Data records:
══════════

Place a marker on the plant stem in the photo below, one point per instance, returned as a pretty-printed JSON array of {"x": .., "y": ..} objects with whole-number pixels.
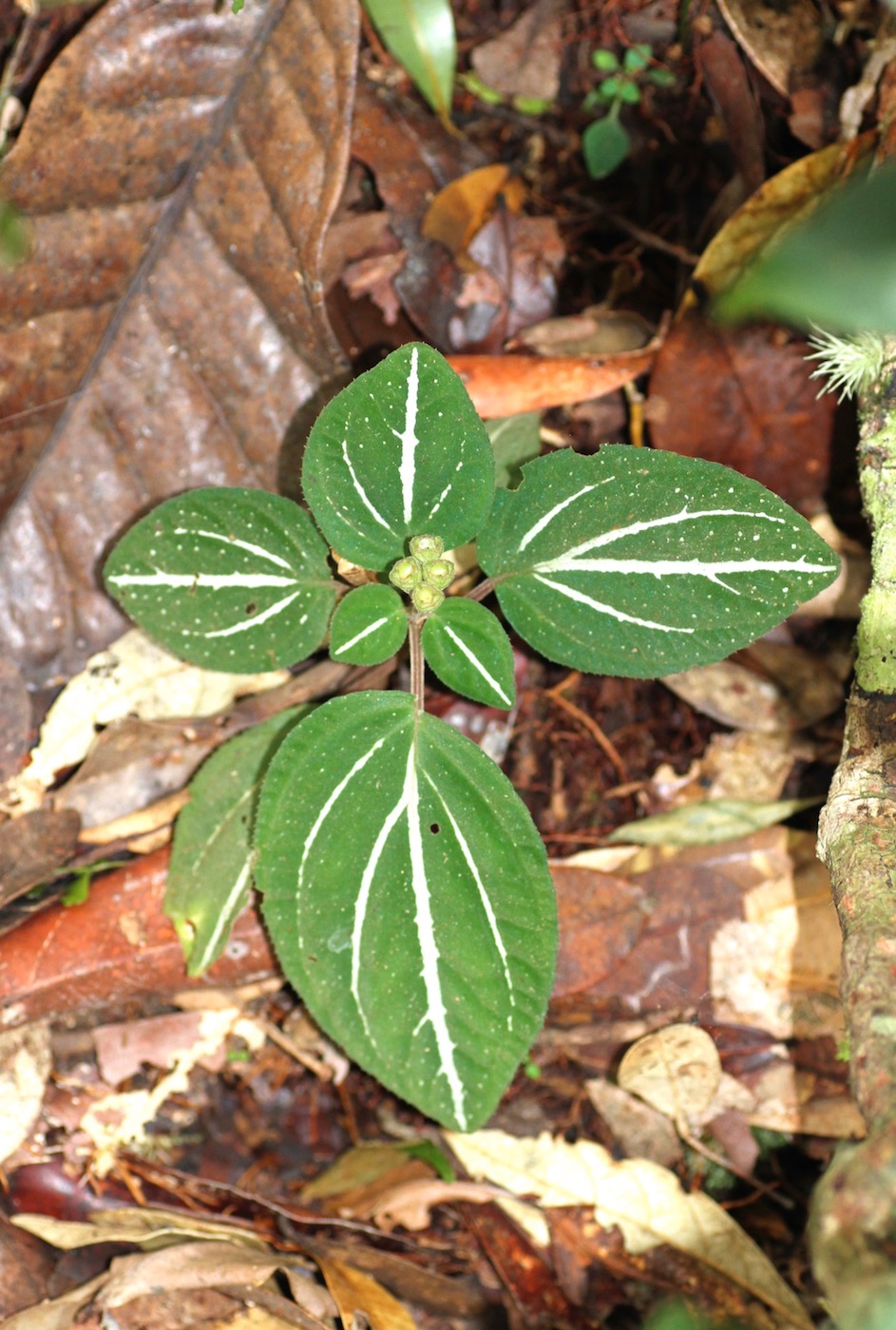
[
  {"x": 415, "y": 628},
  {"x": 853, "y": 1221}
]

══════════

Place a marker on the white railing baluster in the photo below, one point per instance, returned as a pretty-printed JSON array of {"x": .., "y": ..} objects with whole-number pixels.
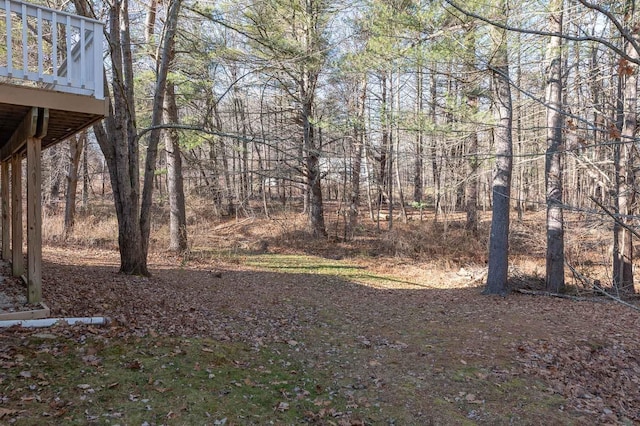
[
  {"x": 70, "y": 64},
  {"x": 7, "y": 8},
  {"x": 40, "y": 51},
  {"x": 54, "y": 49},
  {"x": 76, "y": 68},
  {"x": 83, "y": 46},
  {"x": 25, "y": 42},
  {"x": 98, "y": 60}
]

══════════

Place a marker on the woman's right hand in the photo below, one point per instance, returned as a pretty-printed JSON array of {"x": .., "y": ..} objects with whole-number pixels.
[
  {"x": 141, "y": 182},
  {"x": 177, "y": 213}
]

══════════

Please state how many lines of the records above contain the string "with", treating uppercase and lowercase as different. Give only the number.

3